**Material for the task**
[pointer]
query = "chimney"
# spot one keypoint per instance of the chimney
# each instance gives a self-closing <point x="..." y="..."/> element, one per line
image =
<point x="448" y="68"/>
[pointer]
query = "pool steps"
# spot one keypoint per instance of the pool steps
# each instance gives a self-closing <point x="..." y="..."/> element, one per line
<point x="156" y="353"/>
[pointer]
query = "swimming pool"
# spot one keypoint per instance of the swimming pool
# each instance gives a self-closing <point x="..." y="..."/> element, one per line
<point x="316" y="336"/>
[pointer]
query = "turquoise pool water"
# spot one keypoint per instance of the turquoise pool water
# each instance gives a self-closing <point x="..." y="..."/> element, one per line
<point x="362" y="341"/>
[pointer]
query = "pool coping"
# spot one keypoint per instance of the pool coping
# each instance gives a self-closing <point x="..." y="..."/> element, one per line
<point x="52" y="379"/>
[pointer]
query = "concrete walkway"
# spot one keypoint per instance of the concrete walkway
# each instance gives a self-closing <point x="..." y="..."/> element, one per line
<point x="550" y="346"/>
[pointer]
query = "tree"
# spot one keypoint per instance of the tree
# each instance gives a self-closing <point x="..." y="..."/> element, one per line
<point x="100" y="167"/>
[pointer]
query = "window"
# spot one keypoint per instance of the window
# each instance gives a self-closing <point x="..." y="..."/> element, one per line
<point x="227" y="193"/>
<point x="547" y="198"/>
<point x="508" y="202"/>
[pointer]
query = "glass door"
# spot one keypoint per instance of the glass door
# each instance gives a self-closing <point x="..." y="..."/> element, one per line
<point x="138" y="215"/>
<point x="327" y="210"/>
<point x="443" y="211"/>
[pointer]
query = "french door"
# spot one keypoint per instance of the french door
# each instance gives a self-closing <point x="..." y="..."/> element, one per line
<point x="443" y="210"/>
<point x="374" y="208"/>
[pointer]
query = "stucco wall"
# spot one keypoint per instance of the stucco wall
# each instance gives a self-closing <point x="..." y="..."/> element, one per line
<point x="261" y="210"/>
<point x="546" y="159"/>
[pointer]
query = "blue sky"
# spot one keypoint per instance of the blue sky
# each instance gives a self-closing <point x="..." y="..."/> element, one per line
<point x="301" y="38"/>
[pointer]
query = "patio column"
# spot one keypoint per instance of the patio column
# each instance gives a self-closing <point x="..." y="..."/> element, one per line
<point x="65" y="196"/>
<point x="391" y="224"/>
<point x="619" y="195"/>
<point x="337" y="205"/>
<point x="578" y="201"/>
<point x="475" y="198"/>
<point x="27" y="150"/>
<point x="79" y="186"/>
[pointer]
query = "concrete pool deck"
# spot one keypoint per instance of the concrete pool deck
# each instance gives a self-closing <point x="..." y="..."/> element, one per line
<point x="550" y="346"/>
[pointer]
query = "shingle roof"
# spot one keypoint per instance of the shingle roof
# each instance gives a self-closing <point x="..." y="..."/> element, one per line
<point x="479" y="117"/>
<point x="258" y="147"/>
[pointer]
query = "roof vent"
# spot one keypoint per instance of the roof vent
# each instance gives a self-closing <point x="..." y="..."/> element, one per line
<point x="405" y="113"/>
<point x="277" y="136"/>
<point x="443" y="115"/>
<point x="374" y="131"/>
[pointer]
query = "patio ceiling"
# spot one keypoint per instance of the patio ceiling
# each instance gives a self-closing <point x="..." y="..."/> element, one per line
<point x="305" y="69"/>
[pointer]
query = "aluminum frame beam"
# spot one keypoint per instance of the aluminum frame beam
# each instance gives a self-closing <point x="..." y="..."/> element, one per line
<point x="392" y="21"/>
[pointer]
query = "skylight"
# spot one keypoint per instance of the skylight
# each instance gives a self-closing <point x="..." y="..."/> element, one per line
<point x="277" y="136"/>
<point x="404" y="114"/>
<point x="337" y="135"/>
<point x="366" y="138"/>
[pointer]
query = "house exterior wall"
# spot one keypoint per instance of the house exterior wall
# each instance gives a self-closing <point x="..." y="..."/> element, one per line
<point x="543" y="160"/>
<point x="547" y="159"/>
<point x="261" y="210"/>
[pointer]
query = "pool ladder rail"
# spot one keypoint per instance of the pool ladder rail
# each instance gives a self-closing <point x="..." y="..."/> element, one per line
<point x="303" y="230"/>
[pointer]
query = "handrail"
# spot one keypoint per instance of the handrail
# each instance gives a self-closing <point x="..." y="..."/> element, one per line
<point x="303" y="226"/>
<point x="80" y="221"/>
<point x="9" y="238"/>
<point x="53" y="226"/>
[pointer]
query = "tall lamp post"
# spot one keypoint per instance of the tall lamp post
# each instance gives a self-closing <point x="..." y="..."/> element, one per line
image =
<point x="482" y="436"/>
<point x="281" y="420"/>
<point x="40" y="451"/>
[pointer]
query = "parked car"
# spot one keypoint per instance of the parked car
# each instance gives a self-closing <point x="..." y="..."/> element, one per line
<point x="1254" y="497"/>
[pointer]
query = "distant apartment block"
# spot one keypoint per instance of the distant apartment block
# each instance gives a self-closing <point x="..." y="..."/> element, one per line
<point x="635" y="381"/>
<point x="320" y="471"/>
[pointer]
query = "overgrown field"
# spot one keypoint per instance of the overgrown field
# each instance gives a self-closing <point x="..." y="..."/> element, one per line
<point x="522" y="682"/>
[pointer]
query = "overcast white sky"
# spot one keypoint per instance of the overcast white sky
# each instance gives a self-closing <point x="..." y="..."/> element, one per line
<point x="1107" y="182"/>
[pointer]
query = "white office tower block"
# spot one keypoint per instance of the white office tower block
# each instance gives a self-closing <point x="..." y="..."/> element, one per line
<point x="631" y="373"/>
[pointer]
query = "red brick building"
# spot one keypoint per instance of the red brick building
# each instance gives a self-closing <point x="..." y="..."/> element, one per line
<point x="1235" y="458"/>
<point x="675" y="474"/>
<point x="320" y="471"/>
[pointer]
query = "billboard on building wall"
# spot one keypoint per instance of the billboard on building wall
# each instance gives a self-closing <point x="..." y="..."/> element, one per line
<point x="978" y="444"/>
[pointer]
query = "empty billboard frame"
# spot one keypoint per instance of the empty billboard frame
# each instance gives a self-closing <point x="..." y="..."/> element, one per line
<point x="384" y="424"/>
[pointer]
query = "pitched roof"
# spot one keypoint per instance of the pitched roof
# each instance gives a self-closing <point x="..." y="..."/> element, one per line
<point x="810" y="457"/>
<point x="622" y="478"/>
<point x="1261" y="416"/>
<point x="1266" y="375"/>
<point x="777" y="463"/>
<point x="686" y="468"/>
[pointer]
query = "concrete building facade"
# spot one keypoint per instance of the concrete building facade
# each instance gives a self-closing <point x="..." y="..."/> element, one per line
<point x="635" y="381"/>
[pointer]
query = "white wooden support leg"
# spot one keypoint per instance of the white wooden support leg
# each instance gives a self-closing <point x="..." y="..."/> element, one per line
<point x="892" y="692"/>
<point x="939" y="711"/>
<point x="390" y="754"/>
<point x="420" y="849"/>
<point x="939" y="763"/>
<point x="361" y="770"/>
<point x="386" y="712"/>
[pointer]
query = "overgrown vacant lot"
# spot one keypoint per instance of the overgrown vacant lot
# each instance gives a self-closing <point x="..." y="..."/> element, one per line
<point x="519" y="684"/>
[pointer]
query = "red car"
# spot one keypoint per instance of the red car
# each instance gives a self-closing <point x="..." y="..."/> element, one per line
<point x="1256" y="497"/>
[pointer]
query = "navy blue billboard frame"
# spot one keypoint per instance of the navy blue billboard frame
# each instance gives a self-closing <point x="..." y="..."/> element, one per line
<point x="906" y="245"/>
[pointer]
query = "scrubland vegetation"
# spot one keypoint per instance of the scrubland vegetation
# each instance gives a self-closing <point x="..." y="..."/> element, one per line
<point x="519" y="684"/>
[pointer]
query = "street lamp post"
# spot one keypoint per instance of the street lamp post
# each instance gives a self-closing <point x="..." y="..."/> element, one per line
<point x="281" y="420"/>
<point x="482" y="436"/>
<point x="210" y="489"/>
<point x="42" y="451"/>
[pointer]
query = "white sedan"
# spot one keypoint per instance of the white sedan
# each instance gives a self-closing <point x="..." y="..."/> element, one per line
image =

**Your assignment**
Give back the opening line of the records above and every line after it, up to and including the one with "# spot one keypoint per instance of the pool steps", unchanged.

**Written response**
[pointer]
query = "chimney"
# spot one keypoint per instance of the chimney
# each instance gives a self-closing <point x="..." y="..."/> element, one per line
image =
<point x="448" y="68"/>
[pointer]
query = "pool steps"
# spot one keypoint per instance of the pool steps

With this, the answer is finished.